▸ Data provided:
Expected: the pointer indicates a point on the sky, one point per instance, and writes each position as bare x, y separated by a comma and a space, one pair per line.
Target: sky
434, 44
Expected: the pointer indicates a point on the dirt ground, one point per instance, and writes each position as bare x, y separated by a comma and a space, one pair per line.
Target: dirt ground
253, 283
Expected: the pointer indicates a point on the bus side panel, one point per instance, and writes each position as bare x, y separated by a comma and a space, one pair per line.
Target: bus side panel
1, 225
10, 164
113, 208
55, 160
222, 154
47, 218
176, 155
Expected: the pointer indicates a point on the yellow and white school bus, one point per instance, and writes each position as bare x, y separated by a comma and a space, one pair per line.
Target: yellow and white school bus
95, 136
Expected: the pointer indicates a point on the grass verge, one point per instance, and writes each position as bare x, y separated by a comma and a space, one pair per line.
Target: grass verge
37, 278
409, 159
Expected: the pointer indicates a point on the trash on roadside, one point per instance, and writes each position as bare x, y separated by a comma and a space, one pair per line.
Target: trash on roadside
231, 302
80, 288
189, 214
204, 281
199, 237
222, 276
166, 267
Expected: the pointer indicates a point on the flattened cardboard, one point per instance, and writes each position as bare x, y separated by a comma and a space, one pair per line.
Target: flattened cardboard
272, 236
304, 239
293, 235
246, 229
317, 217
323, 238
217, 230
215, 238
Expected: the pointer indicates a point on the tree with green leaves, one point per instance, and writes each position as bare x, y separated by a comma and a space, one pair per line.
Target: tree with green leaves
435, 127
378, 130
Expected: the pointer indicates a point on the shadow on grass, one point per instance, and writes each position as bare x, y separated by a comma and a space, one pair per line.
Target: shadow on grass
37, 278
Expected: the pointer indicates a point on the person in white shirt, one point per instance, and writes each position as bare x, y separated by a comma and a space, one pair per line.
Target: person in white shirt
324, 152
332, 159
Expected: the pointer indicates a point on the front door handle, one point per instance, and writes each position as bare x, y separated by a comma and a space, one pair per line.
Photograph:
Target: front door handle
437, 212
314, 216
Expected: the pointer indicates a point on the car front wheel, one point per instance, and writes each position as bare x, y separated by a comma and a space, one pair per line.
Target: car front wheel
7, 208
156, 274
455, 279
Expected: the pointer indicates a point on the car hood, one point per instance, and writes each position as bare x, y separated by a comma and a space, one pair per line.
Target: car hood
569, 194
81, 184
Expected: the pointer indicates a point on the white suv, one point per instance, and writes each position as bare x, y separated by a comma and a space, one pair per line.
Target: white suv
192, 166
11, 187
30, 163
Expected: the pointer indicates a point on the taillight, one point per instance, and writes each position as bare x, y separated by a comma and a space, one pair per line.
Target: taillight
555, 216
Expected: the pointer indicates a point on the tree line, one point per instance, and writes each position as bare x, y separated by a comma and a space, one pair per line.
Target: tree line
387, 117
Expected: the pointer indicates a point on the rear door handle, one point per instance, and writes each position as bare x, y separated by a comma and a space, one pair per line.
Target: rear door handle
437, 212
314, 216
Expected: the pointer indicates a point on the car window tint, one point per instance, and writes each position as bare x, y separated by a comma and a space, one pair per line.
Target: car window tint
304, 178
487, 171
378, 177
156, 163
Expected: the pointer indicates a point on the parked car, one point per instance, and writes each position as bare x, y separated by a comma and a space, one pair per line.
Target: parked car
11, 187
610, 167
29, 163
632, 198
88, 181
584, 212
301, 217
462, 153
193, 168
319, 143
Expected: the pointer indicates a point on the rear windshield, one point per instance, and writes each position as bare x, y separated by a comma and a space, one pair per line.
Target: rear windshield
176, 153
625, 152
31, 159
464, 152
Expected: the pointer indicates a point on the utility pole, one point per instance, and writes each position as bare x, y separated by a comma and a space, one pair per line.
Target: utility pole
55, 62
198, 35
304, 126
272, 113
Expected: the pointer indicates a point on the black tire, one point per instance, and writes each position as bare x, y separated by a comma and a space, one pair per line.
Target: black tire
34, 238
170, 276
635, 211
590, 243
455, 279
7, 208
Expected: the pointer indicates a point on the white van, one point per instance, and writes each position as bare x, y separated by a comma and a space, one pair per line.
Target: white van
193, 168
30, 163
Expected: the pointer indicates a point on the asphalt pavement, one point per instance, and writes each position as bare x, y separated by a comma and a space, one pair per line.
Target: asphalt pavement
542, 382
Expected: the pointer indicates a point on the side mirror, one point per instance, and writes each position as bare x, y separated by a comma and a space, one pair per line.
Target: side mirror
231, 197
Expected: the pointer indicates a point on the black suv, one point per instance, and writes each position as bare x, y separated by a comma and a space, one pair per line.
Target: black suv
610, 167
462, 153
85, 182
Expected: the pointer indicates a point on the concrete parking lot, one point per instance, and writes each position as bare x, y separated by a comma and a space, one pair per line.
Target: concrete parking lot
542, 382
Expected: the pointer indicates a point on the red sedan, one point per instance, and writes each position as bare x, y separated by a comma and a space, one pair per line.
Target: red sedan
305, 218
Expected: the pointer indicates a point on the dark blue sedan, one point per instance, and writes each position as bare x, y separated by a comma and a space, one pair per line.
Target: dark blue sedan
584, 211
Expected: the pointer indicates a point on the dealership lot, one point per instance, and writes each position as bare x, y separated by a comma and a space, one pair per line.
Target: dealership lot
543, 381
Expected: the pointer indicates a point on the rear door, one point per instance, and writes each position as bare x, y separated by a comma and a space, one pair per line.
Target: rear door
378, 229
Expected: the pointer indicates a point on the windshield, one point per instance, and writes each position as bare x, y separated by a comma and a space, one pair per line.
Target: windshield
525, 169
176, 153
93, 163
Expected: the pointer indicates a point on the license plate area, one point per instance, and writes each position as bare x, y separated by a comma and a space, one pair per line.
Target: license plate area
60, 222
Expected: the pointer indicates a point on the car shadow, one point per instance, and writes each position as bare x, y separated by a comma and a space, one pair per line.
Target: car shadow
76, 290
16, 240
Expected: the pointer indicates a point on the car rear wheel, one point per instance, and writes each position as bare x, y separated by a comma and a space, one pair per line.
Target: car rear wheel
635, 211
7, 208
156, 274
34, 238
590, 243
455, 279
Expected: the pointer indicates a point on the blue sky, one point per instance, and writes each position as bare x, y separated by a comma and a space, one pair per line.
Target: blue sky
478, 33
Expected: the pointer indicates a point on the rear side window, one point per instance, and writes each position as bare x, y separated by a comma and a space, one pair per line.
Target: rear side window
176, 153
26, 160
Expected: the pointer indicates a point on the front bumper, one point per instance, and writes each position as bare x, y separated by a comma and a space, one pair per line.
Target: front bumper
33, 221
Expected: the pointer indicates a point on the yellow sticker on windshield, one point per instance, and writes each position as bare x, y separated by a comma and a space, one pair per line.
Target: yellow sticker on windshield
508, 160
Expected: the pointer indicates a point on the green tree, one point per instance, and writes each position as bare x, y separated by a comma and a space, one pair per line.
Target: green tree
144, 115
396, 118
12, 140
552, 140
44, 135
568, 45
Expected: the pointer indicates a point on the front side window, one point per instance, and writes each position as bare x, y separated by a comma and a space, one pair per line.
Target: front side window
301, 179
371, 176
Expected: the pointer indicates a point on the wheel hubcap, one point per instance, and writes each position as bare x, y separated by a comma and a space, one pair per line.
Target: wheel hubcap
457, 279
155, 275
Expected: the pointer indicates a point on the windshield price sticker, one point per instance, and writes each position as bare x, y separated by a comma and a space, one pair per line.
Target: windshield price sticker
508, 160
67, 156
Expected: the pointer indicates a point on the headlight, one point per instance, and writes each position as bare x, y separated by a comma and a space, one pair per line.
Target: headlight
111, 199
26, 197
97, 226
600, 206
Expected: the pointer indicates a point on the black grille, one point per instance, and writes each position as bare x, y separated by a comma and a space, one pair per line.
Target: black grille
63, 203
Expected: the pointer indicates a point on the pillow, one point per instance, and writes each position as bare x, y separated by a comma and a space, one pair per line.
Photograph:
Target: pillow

▸ Exercise instructions:
Go through the entries and return each line where the word "pillow" appears.

▸ Written answer:
Expected: the pointer indicates a point on the pillow, one point per instance, and writes each position as bare x, y separated by a comma and a space, one pair per line.
Target: pillow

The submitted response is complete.